RECORDS SUPPLIED.
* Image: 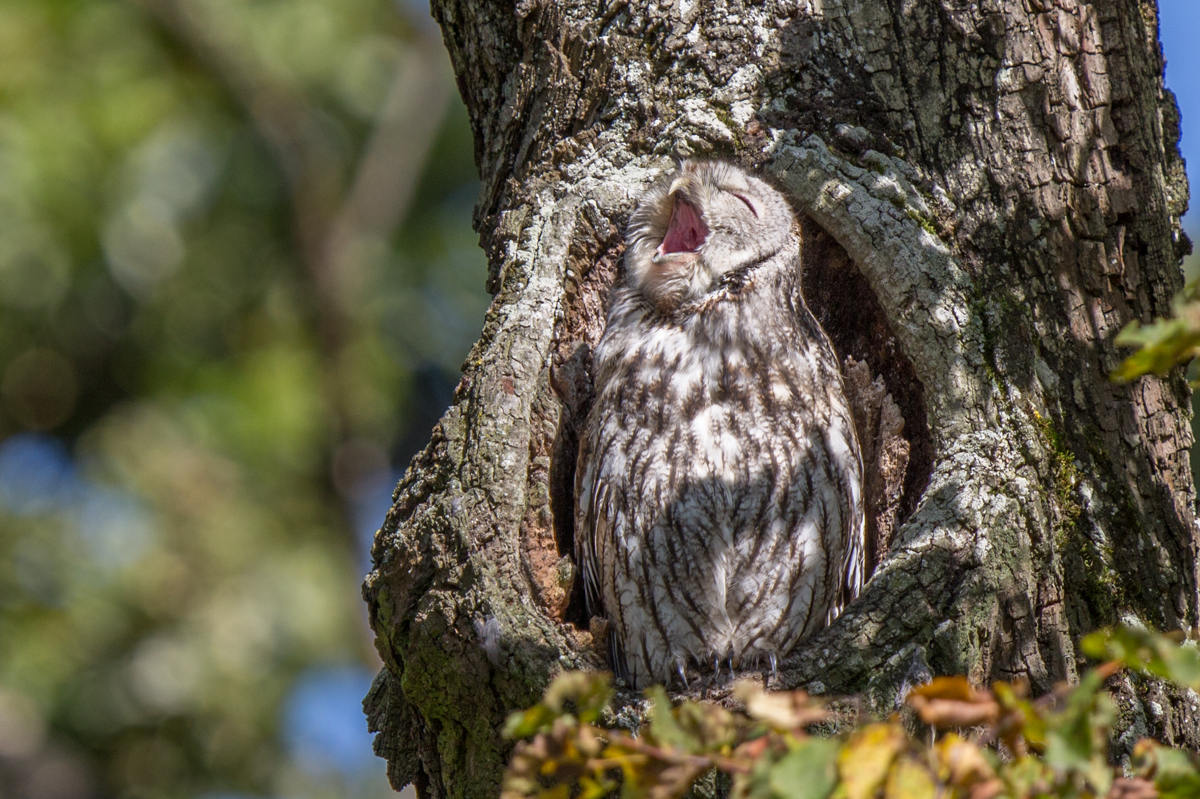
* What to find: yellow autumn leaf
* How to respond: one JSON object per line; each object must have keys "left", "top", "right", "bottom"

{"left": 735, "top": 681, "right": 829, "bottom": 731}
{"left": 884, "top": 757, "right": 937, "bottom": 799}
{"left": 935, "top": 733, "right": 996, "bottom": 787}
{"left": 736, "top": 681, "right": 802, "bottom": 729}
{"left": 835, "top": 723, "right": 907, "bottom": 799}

* * *

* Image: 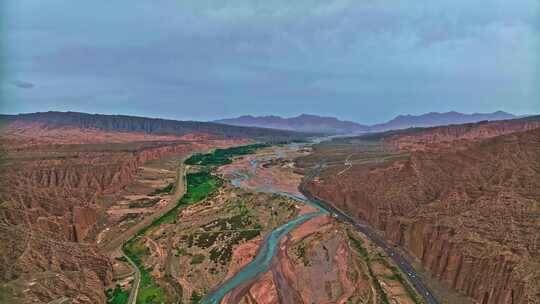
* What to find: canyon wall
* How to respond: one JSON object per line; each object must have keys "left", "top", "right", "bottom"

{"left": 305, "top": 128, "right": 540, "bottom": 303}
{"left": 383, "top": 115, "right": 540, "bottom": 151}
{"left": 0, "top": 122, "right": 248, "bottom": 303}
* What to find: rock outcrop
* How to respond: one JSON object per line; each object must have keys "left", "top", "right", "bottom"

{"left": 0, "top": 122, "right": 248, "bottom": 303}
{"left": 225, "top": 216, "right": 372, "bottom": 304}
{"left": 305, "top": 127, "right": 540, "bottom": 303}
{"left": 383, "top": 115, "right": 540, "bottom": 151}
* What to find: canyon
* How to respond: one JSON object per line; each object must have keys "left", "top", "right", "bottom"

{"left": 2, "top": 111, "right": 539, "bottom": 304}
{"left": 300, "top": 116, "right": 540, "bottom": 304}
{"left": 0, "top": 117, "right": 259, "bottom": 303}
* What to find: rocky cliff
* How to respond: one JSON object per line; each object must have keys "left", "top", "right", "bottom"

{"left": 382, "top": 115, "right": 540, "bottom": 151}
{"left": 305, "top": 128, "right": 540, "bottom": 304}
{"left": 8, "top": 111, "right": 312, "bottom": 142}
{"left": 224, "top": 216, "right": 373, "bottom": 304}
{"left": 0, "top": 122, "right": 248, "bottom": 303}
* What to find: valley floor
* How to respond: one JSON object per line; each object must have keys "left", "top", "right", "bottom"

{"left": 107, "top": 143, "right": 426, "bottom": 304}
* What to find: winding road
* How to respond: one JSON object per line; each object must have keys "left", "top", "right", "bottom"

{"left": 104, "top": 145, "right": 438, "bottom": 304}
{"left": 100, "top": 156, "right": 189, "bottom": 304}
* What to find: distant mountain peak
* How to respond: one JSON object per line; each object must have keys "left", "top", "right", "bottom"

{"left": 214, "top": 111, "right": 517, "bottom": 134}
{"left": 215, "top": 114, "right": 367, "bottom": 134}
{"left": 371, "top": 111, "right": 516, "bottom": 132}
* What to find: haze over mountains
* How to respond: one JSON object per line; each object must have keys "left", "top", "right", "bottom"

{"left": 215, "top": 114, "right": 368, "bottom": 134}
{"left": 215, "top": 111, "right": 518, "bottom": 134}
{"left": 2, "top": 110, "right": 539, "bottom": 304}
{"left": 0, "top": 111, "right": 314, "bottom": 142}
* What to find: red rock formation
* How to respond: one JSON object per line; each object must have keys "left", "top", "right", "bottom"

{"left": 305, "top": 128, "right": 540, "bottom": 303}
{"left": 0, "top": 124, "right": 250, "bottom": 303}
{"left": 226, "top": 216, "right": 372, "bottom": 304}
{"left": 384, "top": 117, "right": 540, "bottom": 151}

...

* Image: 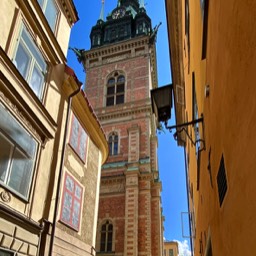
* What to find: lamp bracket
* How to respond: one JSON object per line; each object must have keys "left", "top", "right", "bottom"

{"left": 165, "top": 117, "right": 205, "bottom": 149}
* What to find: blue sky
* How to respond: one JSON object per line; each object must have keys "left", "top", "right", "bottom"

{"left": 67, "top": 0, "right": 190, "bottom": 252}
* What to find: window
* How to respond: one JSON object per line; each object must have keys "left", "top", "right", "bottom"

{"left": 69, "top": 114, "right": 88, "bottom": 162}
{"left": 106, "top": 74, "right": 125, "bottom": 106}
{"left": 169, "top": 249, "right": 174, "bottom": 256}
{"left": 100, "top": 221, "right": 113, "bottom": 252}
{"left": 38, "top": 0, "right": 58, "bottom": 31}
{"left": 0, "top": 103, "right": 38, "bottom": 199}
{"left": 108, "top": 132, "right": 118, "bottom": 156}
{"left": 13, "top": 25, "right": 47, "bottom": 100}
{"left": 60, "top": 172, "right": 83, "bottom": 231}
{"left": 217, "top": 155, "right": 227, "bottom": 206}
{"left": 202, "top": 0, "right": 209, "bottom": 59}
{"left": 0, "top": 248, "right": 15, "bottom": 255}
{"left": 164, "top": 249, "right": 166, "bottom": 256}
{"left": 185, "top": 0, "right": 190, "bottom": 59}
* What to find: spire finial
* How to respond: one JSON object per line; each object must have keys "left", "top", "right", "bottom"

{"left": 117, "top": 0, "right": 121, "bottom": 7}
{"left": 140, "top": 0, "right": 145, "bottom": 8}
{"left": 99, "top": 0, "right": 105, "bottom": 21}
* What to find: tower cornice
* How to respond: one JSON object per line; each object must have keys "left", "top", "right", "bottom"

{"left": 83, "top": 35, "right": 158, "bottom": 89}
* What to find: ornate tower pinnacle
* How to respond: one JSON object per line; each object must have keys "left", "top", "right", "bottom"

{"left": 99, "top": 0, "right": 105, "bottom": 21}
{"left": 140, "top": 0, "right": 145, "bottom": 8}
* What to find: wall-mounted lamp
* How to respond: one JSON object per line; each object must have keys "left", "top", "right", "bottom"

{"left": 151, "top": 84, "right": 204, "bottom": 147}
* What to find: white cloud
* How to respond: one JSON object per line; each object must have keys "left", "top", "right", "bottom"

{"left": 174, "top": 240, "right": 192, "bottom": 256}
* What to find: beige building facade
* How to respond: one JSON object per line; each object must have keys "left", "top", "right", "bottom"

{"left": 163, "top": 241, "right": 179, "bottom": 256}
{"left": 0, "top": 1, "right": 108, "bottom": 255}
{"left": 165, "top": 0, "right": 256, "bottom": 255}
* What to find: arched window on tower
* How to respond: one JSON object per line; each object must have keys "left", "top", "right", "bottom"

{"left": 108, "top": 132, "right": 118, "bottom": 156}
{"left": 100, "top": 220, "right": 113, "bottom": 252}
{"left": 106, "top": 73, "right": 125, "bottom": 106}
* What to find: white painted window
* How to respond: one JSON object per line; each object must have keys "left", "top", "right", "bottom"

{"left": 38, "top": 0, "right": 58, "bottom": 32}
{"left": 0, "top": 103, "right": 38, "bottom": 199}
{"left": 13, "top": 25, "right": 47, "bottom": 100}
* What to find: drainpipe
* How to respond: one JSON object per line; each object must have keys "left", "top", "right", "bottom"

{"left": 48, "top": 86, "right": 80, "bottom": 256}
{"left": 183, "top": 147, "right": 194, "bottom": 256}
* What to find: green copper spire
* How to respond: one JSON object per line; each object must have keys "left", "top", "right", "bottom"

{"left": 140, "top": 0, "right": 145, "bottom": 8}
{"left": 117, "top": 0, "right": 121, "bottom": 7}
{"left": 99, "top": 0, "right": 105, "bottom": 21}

WHAT THE TASK REQUIRES. Among the entries above, copy exactly only the lines starting with the one containing "haze over mountains" and going through the one containing "red rock formation", both ends included.

RESPONSE TO THE TASK.
* What to find: haze over mountains
* How to respond: one JSON object per line; each object must have keys "left", "top", "right", "bottom"

{"left": 215, "top": 114, "right": 368, "bottom": 134}
{"left": 215, "top": 111, "right": 518, "bottom": 134}
{"left": 2, "top": 110, "right": 539, "bottom": 304}
{"left": 0, "top": 111, "right": 314, "bottom": 142}
* What to find: red rock formation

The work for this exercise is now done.